* [Directive]:
Could you rewrite the entries starting at the line that contains "Spot the blue" and ending at the last line of the entries, with every answer pixel coordinate offset by 146? Keep all other lines unchanged, including the requests and their sample coordinates, and leave out the pictures.

++++ Entries shown

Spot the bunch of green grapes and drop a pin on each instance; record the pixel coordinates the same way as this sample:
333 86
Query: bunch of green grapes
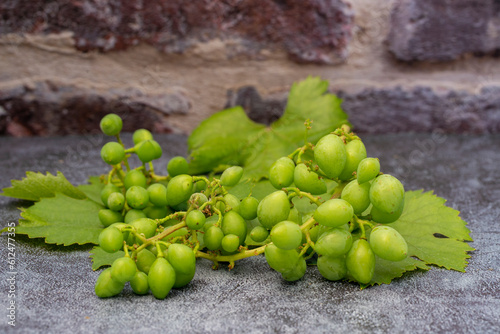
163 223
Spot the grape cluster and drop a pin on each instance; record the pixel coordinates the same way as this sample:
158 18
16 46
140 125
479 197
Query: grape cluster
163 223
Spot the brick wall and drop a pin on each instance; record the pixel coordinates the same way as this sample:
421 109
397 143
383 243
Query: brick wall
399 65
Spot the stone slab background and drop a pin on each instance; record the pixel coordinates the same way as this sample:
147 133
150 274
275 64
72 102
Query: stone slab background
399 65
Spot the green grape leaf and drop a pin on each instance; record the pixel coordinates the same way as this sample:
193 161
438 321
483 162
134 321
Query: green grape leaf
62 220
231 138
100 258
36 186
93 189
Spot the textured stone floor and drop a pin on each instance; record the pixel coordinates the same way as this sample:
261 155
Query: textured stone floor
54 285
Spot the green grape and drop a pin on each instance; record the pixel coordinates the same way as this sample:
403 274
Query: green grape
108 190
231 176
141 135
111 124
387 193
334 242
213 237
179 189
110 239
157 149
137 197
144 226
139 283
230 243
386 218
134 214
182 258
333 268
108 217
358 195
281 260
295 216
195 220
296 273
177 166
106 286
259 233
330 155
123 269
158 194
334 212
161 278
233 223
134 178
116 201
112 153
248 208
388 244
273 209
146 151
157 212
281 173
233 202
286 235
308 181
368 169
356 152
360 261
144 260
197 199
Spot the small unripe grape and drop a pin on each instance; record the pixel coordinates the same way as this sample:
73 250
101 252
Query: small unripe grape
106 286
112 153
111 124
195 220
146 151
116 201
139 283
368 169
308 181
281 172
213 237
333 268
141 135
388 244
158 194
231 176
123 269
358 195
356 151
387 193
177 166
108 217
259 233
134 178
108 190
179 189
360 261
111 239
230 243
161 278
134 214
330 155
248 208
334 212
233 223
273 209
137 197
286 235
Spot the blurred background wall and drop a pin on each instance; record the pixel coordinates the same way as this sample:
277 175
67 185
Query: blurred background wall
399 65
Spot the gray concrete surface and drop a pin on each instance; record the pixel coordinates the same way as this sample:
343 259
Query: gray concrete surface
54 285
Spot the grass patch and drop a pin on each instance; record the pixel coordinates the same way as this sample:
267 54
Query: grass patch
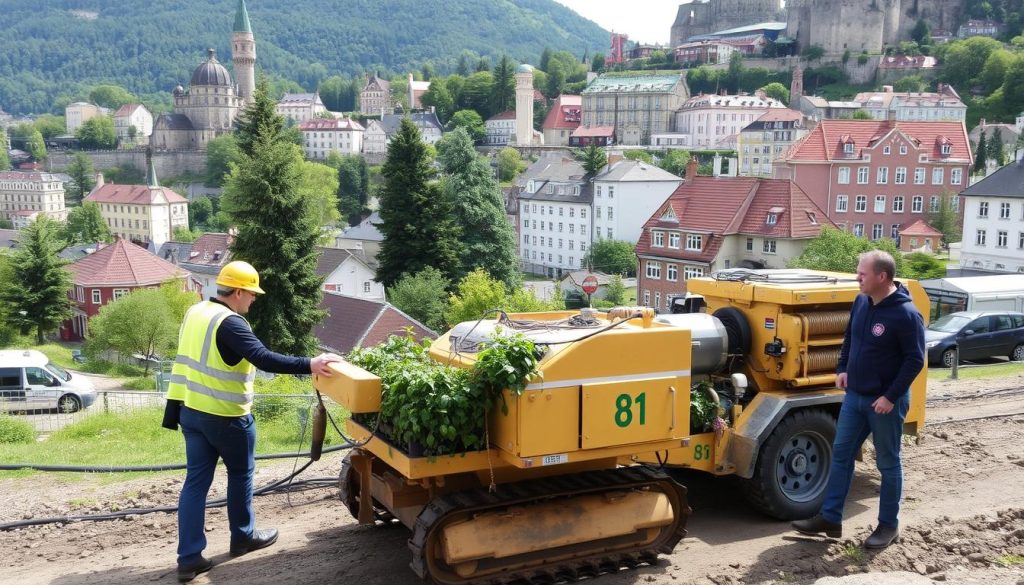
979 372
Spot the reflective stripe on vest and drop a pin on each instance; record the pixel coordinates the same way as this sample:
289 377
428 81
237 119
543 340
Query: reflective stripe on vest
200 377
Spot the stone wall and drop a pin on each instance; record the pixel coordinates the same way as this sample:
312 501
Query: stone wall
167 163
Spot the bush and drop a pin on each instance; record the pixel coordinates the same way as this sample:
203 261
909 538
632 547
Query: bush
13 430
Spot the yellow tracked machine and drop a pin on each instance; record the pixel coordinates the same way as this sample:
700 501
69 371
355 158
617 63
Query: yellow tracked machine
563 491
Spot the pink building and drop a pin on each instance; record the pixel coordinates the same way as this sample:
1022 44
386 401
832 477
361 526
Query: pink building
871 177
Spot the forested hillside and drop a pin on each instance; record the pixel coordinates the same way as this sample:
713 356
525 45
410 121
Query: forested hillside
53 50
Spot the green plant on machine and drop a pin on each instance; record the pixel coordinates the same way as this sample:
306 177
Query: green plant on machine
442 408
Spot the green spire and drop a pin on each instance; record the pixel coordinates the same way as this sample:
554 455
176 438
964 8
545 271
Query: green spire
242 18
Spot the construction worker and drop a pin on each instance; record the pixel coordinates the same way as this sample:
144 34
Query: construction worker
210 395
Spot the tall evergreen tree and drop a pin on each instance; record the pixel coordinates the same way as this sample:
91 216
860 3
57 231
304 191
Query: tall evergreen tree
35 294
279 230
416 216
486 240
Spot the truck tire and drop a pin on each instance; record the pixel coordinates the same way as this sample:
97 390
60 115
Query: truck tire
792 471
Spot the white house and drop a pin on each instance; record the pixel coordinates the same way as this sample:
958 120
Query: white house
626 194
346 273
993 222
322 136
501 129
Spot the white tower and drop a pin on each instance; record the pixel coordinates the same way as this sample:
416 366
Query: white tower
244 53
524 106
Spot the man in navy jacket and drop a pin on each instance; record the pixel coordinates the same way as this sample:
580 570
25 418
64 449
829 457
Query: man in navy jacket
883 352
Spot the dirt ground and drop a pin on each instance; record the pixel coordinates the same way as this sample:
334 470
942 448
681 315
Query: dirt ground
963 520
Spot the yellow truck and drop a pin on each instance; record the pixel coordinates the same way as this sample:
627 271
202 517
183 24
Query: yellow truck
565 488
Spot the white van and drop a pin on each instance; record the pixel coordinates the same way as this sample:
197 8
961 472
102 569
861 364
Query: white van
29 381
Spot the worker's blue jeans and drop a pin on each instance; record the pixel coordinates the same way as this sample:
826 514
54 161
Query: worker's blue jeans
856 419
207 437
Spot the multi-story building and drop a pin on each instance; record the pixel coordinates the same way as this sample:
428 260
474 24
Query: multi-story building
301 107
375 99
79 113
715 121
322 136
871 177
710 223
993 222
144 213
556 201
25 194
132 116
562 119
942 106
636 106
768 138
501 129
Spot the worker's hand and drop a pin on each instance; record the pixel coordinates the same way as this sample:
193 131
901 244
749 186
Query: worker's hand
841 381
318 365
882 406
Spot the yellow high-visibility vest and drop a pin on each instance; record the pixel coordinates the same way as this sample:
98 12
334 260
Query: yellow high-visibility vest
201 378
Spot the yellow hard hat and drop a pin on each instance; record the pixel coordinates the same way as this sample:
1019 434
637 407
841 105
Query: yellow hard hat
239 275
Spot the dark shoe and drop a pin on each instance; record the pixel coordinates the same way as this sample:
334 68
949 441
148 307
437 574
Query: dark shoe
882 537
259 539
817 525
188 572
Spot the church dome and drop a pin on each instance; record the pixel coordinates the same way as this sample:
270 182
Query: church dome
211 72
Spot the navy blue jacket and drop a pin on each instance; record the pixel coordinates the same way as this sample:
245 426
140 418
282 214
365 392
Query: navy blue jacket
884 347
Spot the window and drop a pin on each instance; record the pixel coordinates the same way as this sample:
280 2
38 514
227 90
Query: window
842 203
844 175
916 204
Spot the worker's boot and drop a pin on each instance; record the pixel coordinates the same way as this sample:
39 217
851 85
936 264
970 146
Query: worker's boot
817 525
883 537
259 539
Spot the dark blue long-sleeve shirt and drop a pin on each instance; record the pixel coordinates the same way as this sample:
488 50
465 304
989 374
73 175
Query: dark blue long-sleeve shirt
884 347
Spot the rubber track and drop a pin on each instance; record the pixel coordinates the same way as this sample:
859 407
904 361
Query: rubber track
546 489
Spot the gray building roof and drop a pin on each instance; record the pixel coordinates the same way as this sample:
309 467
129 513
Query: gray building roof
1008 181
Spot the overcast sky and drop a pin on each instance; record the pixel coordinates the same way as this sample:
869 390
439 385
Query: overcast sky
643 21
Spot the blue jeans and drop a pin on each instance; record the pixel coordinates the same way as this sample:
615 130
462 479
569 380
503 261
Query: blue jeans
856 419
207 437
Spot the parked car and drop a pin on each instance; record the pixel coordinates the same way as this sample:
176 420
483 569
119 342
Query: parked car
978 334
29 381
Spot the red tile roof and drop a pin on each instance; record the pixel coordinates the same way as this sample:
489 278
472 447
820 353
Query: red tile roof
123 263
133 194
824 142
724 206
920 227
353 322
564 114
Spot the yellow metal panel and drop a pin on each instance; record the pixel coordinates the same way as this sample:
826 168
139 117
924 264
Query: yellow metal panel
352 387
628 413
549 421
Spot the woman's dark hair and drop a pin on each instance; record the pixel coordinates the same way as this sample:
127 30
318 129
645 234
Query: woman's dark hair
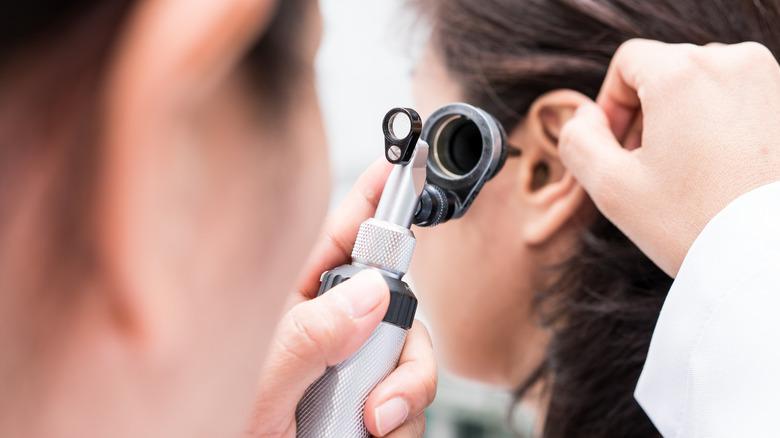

++++++++

* [Answer to this problem]:
Spot the blue jeans and drop a pin on each instance; record the pixel coordinates the same way as this sample:
615 130
462 479
569 380
503 261
Query: blue jeans
1002 565
353 583
Spot the parked car and drop a pin on each instance; record the pixel coordinates the same way as this sample:
176 420
483 569
119 342
Query: parked car
1124 480
175 527
Spot the red tile roof and drop a pin on each instance; record the pixel coordinates the same way as this sample:
489 278
472 447
820 353
Query: red tile roof
269 409
279 340
970 288
870 352
1066 373
499 468
710 260
Spot the yellow metal panel and drop a pin on each instance; record the pixel coordinates the same way as this sample:
826 168
139 117
924 264
Query: yellow metal panel
498 533
774 559
695 567
Spot the woman's dark hair and drop a pin on each instance; record the pixel coordinates the same way as this sample:
127 30
318 129
645 234
Query: woman's dark hair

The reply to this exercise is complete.